**Stored items from a collection**

+ + + +

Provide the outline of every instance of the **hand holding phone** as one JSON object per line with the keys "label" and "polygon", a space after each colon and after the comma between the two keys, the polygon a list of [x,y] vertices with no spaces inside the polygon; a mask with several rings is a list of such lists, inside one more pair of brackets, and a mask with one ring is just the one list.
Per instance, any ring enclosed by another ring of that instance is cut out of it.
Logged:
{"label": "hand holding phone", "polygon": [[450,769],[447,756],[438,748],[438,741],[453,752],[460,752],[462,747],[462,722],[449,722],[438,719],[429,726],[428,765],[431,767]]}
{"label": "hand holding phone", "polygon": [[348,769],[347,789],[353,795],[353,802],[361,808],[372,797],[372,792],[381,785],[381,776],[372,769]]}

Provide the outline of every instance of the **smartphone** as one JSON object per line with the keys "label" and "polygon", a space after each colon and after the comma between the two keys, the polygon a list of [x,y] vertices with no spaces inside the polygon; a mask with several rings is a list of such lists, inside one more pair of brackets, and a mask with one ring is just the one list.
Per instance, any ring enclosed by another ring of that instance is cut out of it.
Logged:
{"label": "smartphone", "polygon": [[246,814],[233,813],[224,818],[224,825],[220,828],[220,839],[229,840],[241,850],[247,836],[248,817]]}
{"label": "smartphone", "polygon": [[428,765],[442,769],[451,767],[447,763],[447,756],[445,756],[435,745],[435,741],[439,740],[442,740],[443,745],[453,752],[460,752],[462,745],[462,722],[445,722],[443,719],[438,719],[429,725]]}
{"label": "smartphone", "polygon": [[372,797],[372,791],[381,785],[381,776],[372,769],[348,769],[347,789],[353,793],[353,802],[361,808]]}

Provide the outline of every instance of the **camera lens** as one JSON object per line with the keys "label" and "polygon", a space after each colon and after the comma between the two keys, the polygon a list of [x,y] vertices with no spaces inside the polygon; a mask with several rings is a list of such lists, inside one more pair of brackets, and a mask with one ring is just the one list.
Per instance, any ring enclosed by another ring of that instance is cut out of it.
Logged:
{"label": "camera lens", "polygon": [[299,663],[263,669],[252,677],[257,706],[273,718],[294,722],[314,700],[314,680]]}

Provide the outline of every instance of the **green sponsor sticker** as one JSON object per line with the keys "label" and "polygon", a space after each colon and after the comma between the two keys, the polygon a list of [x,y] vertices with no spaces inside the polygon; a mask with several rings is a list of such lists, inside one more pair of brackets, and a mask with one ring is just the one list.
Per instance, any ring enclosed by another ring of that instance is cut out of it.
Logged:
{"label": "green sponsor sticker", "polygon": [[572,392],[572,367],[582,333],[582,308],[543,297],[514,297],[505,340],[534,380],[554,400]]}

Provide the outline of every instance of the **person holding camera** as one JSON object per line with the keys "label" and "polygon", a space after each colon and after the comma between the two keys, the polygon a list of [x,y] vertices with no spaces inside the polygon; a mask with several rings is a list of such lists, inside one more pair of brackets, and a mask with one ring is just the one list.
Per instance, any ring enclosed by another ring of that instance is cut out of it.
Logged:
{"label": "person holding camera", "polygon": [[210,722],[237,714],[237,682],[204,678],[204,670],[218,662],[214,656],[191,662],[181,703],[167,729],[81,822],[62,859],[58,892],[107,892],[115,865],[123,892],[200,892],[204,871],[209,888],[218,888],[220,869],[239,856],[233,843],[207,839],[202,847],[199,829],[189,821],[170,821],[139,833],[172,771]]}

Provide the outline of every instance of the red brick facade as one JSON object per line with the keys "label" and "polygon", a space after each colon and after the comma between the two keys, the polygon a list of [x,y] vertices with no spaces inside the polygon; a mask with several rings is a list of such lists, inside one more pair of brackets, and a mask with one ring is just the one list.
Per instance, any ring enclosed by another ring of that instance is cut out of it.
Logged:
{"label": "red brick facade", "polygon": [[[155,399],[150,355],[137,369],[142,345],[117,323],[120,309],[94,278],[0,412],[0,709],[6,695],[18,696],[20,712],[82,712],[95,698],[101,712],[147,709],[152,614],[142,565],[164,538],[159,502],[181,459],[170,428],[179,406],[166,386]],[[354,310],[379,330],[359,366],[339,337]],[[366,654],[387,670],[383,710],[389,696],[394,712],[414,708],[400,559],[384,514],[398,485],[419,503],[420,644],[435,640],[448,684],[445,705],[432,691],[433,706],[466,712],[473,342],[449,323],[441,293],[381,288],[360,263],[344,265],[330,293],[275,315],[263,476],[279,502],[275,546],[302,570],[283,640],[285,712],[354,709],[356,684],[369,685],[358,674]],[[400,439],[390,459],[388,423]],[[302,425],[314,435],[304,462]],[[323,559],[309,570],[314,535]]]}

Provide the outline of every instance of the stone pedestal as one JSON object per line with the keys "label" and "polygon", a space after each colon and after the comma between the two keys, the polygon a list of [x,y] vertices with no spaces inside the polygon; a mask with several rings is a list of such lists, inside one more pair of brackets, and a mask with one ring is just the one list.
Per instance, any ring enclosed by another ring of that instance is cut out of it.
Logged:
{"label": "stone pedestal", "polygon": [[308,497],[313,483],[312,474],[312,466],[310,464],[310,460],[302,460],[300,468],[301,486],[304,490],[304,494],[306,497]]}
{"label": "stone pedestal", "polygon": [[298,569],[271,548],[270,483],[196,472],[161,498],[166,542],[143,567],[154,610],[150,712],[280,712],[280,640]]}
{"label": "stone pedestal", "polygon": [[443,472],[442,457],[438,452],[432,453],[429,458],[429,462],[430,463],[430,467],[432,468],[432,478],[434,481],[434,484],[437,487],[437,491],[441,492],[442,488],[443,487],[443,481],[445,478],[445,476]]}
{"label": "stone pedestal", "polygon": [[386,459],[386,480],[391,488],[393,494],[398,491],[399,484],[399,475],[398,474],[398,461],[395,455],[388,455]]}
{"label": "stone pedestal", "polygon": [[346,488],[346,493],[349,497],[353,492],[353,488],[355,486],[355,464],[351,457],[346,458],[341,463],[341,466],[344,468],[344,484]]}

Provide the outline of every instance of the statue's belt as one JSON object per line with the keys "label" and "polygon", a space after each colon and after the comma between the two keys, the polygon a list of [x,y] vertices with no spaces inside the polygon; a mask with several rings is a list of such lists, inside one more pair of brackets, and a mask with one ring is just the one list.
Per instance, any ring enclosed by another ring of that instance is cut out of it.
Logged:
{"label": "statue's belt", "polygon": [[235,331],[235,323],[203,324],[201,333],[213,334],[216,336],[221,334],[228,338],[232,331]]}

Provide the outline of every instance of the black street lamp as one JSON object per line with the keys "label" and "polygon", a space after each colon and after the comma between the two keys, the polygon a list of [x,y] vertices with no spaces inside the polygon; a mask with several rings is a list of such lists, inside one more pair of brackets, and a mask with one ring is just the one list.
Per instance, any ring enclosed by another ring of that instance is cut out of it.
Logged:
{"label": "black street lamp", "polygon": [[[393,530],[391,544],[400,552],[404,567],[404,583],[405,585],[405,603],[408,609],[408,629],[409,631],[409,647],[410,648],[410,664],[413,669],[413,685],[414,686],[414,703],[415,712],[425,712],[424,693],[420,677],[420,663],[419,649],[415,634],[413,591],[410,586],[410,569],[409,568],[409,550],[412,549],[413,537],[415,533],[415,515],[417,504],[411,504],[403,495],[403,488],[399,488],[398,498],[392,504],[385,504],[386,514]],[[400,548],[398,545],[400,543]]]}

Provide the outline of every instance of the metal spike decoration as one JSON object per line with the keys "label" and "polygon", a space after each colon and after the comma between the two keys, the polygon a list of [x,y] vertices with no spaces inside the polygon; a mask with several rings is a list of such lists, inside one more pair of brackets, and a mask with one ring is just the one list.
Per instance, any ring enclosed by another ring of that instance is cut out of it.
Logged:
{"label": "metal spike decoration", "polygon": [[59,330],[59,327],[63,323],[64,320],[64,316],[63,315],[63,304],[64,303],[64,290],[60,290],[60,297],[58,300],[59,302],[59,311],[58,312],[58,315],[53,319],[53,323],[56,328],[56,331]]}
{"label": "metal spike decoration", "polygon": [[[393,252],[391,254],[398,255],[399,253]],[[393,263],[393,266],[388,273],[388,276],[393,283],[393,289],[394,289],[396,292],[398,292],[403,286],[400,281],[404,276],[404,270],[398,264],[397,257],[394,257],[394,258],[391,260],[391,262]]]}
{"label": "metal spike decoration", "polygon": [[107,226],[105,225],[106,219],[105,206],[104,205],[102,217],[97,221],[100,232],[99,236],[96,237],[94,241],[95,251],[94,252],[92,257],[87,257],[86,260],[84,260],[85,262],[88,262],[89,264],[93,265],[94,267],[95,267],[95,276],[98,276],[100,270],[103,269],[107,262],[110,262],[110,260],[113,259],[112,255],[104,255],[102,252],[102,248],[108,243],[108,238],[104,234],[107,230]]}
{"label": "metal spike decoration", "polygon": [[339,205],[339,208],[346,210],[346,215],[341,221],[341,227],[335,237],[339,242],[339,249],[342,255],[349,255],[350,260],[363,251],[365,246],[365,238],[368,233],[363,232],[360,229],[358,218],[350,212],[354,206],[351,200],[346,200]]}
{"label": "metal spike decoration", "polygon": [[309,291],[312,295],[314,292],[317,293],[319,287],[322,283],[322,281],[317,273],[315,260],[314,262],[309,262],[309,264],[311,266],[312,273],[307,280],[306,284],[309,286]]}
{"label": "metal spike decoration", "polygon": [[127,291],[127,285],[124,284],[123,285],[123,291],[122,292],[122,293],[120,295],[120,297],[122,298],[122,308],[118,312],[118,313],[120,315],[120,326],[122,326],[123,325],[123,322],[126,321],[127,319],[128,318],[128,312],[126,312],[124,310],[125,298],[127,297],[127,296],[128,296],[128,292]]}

+ + + +

**OBJECTIVE**
Which lines of the records contain the string "belt"? Pick out each of those lines and copy it.

**EXERCISE RESPONSE**
Provide the outline of every instance of the statue's belt as one JSON object per line with the keys "label" and "polygon", a space after each colon and after the comma between the two keys, the polygon a list of [x,y] vertices with no spaces inside the polygon; a mask with several rings is a list of such lists, inside one more pair of brackets, and a mask with one ring is just the one list.
{"label": "statue's belt", "polygon": [[235,331],[235,323],[203,324],[201,333],[213,334],[216,336],[221,334],[228,338],[232,331]]}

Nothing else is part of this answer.